▶ **REQUIRED ACTION**
Please repeat the lines below, exactly and only, from the one that holds "[indicate] white cloud" through the one that holds "[indicate] uniform sleeve".

*** RECORDS FOR THIS TASK Section Begins ***

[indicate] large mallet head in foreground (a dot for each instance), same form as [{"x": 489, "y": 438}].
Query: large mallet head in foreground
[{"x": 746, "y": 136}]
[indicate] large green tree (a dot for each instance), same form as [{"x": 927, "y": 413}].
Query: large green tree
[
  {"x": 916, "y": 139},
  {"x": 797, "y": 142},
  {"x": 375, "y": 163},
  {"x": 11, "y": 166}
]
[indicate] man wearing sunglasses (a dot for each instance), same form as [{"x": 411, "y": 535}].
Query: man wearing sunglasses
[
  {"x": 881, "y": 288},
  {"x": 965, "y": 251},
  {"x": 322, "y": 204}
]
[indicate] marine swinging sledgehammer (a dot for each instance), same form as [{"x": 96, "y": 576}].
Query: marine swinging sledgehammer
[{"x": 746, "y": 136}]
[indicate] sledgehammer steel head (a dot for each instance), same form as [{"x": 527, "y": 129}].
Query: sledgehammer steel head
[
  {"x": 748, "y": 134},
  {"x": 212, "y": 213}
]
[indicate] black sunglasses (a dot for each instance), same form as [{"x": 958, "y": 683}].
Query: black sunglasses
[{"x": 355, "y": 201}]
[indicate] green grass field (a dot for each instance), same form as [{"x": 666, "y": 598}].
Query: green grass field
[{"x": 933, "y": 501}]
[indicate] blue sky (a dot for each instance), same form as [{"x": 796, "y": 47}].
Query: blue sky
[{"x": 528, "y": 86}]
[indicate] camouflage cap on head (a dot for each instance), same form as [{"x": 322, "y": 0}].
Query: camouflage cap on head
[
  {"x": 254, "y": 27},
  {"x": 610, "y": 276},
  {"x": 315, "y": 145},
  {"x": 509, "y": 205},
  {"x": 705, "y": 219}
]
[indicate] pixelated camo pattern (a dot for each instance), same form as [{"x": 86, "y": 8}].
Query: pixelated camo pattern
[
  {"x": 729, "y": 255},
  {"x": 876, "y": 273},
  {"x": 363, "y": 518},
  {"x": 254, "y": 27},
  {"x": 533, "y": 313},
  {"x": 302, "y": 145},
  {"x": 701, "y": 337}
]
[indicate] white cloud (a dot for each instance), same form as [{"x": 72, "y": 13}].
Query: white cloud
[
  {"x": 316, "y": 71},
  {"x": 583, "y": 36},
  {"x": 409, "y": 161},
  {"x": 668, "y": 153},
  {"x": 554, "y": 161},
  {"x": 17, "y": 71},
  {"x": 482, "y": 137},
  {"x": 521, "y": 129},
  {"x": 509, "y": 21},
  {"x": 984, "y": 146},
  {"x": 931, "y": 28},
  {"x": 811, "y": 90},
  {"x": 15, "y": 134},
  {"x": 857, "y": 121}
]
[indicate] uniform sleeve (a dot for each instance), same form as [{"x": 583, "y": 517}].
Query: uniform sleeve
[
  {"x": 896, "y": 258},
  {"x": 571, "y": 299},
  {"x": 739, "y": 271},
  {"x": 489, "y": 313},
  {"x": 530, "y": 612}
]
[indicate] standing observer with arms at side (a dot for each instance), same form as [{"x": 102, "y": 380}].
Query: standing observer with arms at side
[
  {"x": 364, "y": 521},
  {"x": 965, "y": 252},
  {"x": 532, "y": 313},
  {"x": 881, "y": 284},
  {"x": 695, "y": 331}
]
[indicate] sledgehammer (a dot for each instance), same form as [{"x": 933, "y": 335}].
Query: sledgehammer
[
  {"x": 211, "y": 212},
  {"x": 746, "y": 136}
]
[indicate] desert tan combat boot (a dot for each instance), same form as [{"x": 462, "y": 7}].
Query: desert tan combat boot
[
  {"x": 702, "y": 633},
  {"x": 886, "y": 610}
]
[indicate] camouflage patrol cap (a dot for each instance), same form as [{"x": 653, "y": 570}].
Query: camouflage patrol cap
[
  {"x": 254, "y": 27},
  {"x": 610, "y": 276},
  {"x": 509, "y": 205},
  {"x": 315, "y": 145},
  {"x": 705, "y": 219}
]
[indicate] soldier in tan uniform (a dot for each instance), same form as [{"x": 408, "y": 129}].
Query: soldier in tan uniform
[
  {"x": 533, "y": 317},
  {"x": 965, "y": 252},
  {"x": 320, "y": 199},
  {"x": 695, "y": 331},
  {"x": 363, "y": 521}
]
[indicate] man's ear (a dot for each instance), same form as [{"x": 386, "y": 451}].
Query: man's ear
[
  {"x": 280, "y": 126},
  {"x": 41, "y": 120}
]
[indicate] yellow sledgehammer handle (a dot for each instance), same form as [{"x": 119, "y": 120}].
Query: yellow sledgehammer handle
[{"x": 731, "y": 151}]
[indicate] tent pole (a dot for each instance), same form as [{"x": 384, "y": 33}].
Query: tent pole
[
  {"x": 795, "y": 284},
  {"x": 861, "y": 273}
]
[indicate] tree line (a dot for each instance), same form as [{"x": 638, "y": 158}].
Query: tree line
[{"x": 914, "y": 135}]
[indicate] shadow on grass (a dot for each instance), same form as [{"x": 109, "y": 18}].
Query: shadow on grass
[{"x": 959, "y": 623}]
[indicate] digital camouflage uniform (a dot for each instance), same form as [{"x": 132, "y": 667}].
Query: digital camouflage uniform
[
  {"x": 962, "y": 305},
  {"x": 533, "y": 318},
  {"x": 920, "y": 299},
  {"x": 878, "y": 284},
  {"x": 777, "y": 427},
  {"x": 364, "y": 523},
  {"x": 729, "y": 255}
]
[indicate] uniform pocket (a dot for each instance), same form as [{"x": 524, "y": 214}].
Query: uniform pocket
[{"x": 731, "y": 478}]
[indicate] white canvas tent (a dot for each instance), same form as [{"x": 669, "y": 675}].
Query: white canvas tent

*** RECORDS FOR THIS TASK Section Ends ***

▶ **SOLUTION TO THIS TASK**
[indicate] white cloud (a dot for each instance), same form as [{"x": 72, "y": 13}].
Query: white cloud
[
  {"x": 316, "y": 71},
  {"x": 583, "y": 36},
  {"x": 409, "y": 161},
  {"x": 668, "y": 153},
  {"x": 554, "y": 161},
  {"x": 17, "y": 71},
  {"x": 482, "y": 137},
  {"x": 521, "y": 129},
  {"x": 509, "y": 21},
  {"x": 984, "y": 146},
  {"x": 931, "y": 28},
  {"x": 811, "y": 90},
  {"x": 15, "y": 134},
  {"x": 857, "y": 121}
]
[indicate] uniform sleeve (a dot for each instance), same form as [{"x": 583, "y": 517}].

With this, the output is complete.